**Work item:** Repeat word for word everything from the line containing "Where can the white" to the end of the listing, first and last lines included, and only that.

++++ Task inputs ++++

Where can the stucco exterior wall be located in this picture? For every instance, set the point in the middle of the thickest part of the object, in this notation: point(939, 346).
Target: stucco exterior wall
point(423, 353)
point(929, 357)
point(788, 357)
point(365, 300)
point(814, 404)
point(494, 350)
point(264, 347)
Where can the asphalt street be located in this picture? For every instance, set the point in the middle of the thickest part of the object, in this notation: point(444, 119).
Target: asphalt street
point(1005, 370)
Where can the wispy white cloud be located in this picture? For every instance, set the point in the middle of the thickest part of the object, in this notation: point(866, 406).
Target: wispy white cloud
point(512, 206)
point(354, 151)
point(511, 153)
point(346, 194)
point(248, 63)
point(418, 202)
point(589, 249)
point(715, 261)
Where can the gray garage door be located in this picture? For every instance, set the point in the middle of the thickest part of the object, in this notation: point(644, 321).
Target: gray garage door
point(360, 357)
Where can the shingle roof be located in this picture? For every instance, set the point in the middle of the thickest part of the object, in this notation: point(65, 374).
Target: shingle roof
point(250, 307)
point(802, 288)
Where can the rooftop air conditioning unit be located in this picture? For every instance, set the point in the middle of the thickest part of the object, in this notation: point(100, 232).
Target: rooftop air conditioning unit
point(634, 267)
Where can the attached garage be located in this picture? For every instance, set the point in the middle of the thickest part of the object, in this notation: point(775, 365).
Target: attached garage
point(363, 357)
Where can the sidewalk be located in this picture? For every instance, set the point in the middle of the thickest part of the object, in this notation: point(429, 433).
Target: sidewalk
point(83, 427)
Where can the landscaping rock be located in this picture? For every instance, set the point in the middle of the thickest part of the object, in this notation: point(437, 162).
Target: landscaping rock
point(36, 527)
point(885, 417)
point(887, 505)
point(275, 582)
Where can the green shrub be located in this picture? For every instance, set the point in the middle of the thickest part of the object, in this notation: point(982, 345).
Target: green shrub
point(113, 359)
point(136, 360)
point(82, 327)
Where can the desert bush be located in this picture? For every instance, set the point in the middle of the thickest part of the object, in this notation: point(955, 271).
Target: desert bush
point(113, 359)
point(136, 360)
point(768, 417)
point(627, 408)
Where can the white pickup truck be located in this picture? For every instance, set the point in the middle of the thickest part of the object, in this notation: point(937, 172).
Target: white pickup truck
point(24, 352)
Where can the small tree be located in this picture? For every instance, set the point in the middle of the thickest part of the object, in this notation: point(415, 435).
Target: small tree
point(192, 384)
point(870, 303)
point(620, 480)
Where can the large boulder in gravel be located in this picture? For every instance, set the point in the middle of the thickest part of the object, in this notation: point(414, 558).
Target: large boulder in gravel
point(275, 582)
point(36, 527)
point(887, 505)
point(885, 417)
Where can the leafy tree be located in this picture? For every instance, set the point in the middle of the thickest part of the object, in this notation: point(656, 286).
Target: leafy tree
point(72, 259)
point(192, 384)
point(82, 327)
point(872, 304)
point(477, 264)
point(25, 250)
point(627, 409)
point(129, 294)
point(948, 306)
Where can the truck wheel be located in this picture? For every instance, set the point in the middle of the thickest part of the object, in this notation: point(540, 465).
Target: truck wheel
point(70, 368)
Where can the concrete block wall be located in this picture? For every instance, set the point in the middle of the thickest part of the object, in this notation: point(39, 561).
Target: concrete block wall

++++

**Your response:**
Where can the white pickup truck be located in this picture? For every instance, set the point in the middle of the thickest part of the object, in this notation: point(937, 172).
Target: white pickup truck
point(24, 352)
Where can the small tree be located in this picture? For every instance, set the point in the middle of the thickest part of the object, in this notation: point(415, 435).
Target: small tree
point(192, 384)
point(870, 303)
point(620, 480)
Where can the large boulder in gravel be located in this picture? For every instance, set the point in the middle of the thickest part of the object, in this notation: point(414, 558).
Target: large boulder in gravel
point(275, 582)
point(36, 527)
point(887, 505)
point(885, 417)
Where can the leafy tree be located in this picture? For every instance, set the point in the middle of the thickest part of the object, in this notation: point(656, 286).
Target: leafy tree
point(72, 259)
point(192, 384)
point(82, 327)
point(872, 304)
point(477, 264)
point(25, 250)
point(627, 409)
point(129, 294)
point(948, 306)
Where can the truck wheel be located in this picture? For every instance, set the point in the middle of the thickest part of the object, in this notation: point(540, 465).
Target: truck wheel
point(70, 368)
Where can the concrete block wall be located in this picture? For every instance, set the point in the middle of the thickest part of the object, in this notation: point(39, 561).
Target: concrete block wall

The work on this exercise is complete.